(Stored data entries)
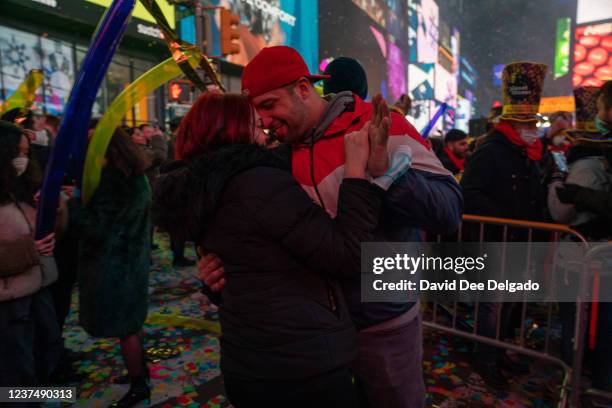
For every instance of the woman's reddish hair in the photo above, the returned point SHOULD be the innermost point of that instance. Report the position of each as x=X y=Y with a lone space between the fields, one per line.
x=213 y=121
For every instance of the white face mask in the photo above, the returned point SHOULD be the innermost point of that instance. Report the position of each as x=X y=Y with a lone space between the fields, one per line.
x=558 y=140
x=529 y=135
x=42 y=138
x=20 y=164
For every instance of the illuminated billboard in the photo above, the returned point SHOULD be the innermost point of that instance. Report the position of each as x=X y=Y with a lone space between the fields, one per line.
x=593 y=10
x=427 y=31
x=351 y=28
x=266 y=23
x=445 y=86
x=421 y=81
x=592 y=55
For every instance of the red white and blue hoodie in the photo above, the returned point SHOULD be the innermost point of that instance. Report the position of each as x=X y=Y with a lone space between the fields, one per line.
x=423 y=197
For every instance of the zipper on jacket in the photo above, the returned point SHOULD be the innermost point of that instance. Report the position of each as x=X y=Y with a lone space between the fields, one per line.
x=312 y=177
x=331 y=297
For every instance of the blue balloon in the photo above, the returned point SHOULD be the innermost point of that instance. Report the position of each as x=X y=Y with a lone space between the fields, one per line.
x=72 y=136
x=432 y=122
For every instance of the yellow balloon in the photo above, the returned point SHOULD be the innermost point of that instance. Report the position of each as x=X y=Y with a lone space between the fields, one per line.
x=23 y=97
x=134 y=93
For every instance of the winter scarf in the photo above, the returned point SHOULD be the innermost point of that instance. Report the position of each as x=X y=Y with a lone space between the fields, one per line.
x=534 y=150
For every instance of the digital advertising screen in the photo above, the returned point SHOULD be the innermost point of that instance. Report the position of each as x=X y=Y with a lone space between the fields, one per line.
x=265 y=23
x=396 y=72
x=592 y=54
x=463 y=114
x=498 y=70
x=421 y=81
x=427 y=31
x=346 y=30
x=593 y=10
x=445 y=86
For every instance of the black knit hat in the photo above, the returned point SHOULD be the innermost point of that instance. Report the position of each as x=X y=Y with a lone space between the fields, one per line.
x=347 y=74
x=455 y=135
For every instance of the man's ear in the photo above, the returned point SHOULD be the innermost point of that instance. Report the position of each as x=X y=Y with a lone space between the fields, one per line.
x=303 y=88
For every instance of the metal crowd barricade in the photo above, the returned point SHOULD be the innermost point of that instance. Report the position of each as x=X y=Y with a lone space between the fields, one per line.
x=599 y=259
x=571 y=378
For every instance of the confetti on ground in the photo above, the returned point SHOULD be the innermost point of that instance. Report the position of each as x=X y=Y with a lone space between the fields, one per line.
x=181 y=338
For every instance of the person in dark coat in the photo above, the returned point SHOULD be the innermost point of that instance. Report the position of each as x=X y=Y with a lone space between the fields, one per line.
x=503 y=179
x=580 y=202
x=114 y=258
x=346 y=74
x=287 y=336
x=453 y=154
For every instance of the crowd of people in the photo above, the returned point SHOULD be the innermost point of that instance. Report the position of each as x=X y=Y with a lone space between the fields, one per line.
x=278 y=187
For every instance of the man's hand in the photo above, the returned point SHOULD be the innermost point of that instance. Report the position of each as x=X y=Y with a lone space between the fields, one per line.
x=211 y=271
x=567 y=194
x=356 y=153
x=378 y=134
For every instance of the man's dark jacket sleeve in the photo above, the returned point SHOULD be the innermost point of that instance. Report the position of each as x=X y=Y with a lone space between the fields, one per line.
x=426 y=200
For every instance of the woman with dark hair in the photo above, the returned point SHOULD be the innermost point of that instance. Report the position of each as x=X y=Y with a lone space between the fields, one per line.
x=287 y=336
x=29 y=336
x=114 y=258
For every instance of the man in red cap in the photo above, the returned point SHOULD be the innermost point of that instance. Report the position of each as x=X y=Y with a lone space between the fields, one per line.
x=280 y=87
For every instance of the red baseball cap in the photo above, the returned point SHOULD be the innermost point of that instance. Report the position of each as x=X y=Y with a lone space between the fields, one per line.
x=273 y=68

## Exercise
Only the pictures are to be excluded; all other parts of the records above are to be given exactly.

## Response to this exercise
For every instance of the woman's reddish hair in the photo above, the returned point SHOULD be the innermost point of that instance. Report the position of each as x=X y=Y with a lone space between the fields, one per line.
x=213 y=121
For every instance of the white face mask in the photo above, the returned point SHOULD be the innermost point of that instance. Report the position of each as x=X y=Y with a lone space between the fields, one per line.
x=558 y=140
x=529 y=135
x=42 y=138
x=20 y=164
For every instance of the illuminated billboard in the photo above, the returned point SHOULD be the innermost point of that instance. Report the position of each as x=X y=Y with a lone space between the fields, one per line.
x=593 y=10
x=427 y=31
x=351 y=28
x=266 y=23
x=445 y=86
x=421 y=81
x=592 y=55
For every instance of the red white and blue hoodie in the photo above, the returned point SHOULD be the innermost point of that instance. Report the position of each as x=X y=Y with a lone space between the fields, one per line.
x=423 y=197
For every instance of the zipper on jacket in the photo above, the returned point SHOULD be the innermost point of that instance. Report the position of each as x=X y=Y with a lone space between the fields, one per line.
x=312 y=177
x=331 y=297
For every instance of the blue balloon in the photo above, the returned point SHOULD be the innermost point of that instance. Report the position of each as x=X y=Y with a lone space between the fields, one per line.
x=72 y=136
x=432 y=122
For every instance of the yellow balloon in the photo above, the returned point SHOULD be the innermost point of that instance. Report the position of each as x=X y=Y with a lone space between the fields, one per line.
x=23 y=97
x=134 y=93
For every instance of the winter scarf in the photo above, the returned point SHOULD be the innermost point of that instance. Report the position of each as x=X y=Y with a lone space between the fields, one per line.
x=534 y=150
For every instance of the digital advertising screen in the photo above, the returned point SHOULD be the innermost point of that instance. Report the position of each as x=X y=Y with a lone space between the fields, one per line.
x=265 y=23
x=396 y=72
x=592 y=54
x=463 y=114
x=498 y=70
x=421 y=81
x=427 y=31
x=346 y=30
x=593 y=10
x=445 y=86
For every instance of the black knit hat in the photo above, the returned point SHOULD be the innermost point of that instance. Report the position of each as x=X y=Y with a lone space between the fields, one per line.
x=347 y=74
x=455 y=135
For every instance of the man's ear in the photo above, the returned point SHOULD be the innermost point of that instance. Report the position of each as x=X y=Y with a lone space between the fields, one per line.
x=303 y=88
For every instance of the metal crowd barricade in the photo above, the returned point SHOULD be the innermost point of that instance. Report the position of each as x=X y=Y with a lone space between the fields, one per line.
x=599 y=259
x=571 y=378
For every instance of the confetti on ground in the photo above, the returned point SHOULD be the innermost point of that instance. Report the position of each as x=X y=Y with a lone space between the fields, one per line.
x=181 y=338
For every instance of the person in dark coat in the photo above, the returned point SHOULD be the innermost point of that instance. Report the position of each as x=X y=Y with a lone space between the fields, one per line.
x=503 y=179
x=580 y=202
x=114 y=258
x=346 y=74
x=287 y=336
x=453 y=154
For every instance of the crowd of people in the photo above, the returned point SHOULD be the innermost point of that instance. Report the position of each as x=X y=Y with a lone space between the fields, one per line.
x=278 y=187
For every instance of the man's hand in the photo above, the returned point SHOULD be the innermost point of that instance. Report the position of each as x=X y=Y with a lone space between the fields, one per line.
x=211 y=271
x=567 y=194
x=356 y=153
x=378 y=134
For every instance of the man's dark jacket sleeve in the photo above, the returned point SHOULD be the innermost point of that instance. Report the position of each as x=X y=Y with a lone space between the fields, one per line.
x=426 y=200
For every instance of the woman with dark hair in the photo above, the returned point SHOULD be the innermost point of that instance. Report the position of each as x=X y=Y with a lone space between the fields, one per line.
x=287 y=336
x=29 y=336
x=114 y=258
For every instance of the man in red cap in the photo above, the returned point SHOULD be the innermost point of that instance. Report the position of each as x=X y=Y with a lone space between the fields, one per line.
x=280 y=87
For every instance of the red baseball cap in the photo above, the returned point SHOULD be the innermost point of that instance. Report the position of each as x=X y=Y with a lone space between the fields, one per line.
x=273 y=68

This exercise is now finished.